Document text:
________

Usage

This section contains an overview of some of the common enumerations used in the library, along with some descriptions on how most data structures can be constructed, destructed, cleared, as well as many other common operations shared among the data structures.

Enumerations

Defined under the cds_common.h header file are some enumerations used in the library that are worth noting. Many of these enumerations are used as return values in most of the API calls for all of the data structures. More detail on this is outlined in below sections.

Booleans

The Boolean enumeration is used as a return value for operations whose result can be described as true or false (or where the outcome can only be one of two things). The boolean is mostly used for syntactic sugar and can be used to make basic conditionals in C more readable. In basic C, the value 0 is considered false, and !0 is considered true, so the boolean FALSE can be used in place of 0, and TRUE for !0.

Name	Description
FALSE	The condition is regarded as 'false'.
TRUE	The condition is regarded as 'true'.

Statuses

For many of the operations, a simple true/false return value may not be enough to describe the result of the operation. For example, if an operation fails, a simple false value won't really describe the reason the operation failed in the first place. The operation could have failed due to a failed malloc() call, or the caller may have passed an invalid index, or the item could not be found. Therefore, many of the data structure operations return a Status enumeration. Each of these statuses and what they represent are listed below:

Name	Description
OK	Operation was successful and no additional checks are needed.
INSERTED	Status reserved for the put() method for the HashMap and TreeMap. Indicates that the key-value entry did not exists before the insert operation, but has now been successfully inserted.

________

Dataset records:
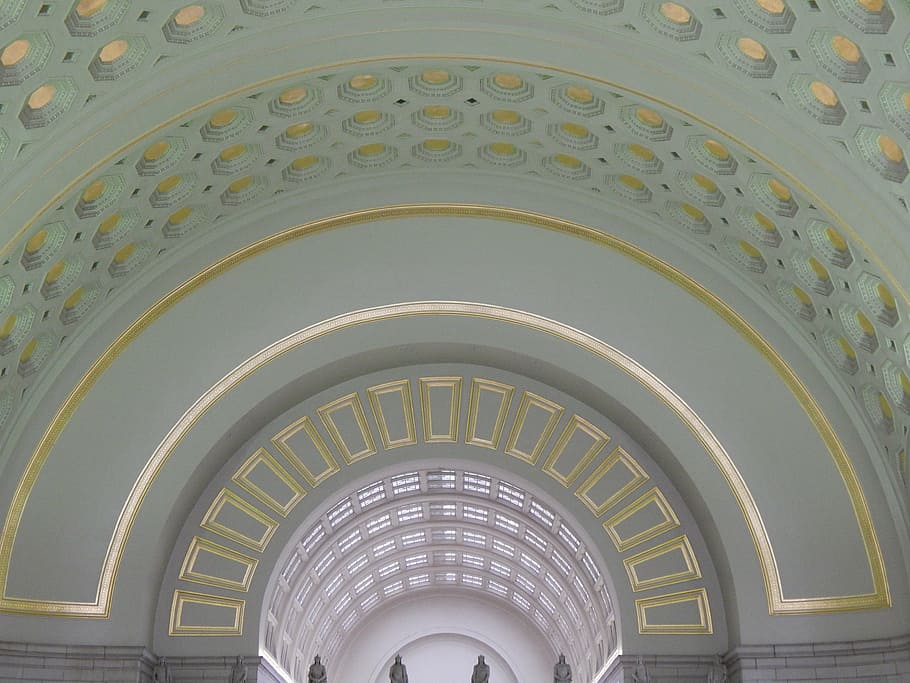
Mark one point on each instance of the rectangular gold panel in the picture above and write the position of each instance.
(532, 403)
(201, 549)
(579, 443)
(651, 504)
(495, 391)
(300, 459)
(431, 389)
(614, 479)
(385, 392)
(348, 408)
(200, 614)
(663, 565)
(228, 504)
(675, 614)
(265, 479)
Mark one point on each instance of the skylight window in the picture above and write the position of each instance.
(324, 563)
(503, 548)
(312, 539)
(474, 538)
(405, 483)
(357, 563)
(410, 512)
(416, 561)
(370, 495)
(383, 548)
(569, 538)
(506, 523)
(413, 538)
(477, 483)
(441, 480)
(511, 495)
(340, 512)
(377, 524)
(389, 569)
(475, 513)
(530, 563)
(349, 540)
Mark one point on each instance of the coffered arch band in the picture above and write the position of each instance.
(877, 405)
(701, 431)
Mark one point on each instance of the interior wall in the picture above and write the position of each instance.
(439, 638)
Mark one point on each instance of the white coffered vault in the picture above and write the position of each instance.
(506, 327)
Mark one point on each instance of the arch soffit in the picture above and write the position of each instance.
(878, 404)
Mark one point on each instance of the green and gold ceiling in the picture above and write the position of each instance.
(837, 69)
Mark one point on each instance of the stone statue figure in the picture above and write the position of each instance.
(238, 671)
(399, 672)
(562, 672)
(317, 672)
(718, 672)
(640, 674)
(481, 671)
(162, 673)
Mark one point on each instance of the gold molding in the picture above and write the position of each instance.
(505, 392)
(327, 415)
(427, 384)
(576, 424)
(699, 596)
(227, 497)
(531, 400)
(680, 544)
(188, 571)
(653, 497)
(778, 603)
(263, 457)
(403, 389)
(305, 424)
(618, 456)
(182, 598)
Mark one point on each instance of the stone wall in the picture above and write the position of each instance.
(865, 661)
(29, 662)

________

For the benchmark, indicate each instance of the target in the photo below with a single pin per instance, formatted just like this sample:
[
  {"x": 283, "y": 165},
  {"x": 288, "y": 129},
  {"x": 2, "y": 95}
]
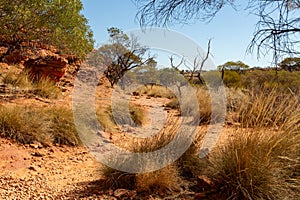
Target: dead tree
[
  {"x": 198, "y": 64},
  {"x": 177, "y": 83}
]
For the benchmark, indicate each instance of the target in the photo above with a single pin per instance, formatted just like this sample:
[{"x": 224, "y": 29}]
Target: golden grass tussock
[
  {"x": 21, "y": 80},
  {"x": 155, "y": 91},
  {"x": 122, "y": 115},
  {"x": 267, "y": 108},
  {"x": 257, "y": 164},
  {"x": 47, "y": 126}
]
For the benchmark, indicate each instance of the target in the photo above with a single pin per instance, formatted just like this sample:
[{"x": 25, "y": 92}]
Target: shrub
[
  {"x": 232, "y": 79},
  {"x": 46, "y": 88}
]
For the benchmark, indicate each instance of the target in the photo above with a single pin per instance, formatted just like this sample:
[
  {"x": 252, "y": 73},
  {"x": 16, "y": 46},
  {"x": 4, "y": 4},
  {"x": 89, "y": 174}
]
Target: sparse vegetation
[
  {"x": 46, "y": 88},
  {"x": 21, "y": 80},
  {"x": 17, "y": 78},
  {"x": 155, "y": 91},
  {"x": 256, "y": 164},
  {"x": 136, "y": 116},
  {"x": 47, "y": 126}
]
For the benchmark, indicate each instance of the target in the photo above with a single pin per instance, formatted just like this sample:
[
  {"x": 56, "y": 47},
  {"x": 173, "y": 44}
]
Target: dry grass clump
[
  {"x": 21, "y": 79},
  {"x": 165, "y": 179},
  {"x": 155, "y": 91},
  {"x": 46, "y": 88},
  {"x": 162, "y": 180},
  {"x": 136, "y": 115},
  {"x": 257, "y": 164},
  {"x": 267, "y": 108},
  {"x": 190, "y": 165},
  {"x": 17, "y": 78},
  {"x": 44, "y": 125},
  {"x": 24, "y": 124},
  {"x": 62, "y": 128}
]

________

Write the next part of the C data structures library usage guide, picking up after its last line.

REPLACED	Status reserved for the put() method for the HashMap and TreeMap. Indicates that the key-value entry does exist before the insert operation, and the new specified value has successfully replaced the old value.
ALREADY_EXISTS	Operation could not be completed due to an already existing entry in the structure. This is for set-like structures where only one of a kind elements are allowed, but the caller has attempted to insert an identical item.
STRUCT_EMPTY	Operation could not be completed due to an empty structure. This is most common for retrieval and removal operations on empty structures that have no elements to search, retrieve, or delete.
STRUCT_FULL	Operation could not be completed due to a full structure. This is most common for insertion operations on structures that have a capacity on the number of elements it may contain at once.
ITER_END	The previous call to iterator_next() did not yield an item since the current iteration has ended.
INDEX_INVALID	Operation could not be completed due to an invalid index specified. This is for data structures whose elements may be accessed via a specified array index. The index a caller may specify could fall outside the valid range (i.e. the value is below 0 or greater than the largest index allowed).
NOT_FOUND	Operation could not be completed due to a missing entry. This is for structure operations where a caller may search for a specific item that does not exist. Think of a key missing in a HashMap, an entry not found in a set, etc.
ALLOC_FAILURE	A call to any of the dynamic memory allocator methods (i.e. malloc(), realloc(), etc.) has failed during instantiation, additions, resizing, or any other operation that requires allocating heap memory.

Constructors

When creating a new instance of an ADT, you will need to declare a pointer to the structure type that you plan to use, then provide the pointer of that variable to the constructor method for that structure. This should always be the first parameter for each of the constructor methods. Depending on what structure you are using, you may also need to provide additional parameters such as a capacity, pointer to a comparator function, etc. The return value for the constructor is a Status enumeration indicating if the structure was successfully initialized or not. For more information regarding the constructors and the possible & default parameters allowed, refer to the documentation in the header file or the structure's API page.

An example of constructing the BoundedStack is shown below. The second parameter in this example is the capacity for the newly constructed stack. In this case, a value of 0 or below will result in the stack being initialized with a default capacity that should be documented in the header file.

BoundedStack *stack;
Status status = boundedstack_new(&stack, 16L);

if (status == ALLOC_FAILURE) {
    // Do some work here, maybe print an error message?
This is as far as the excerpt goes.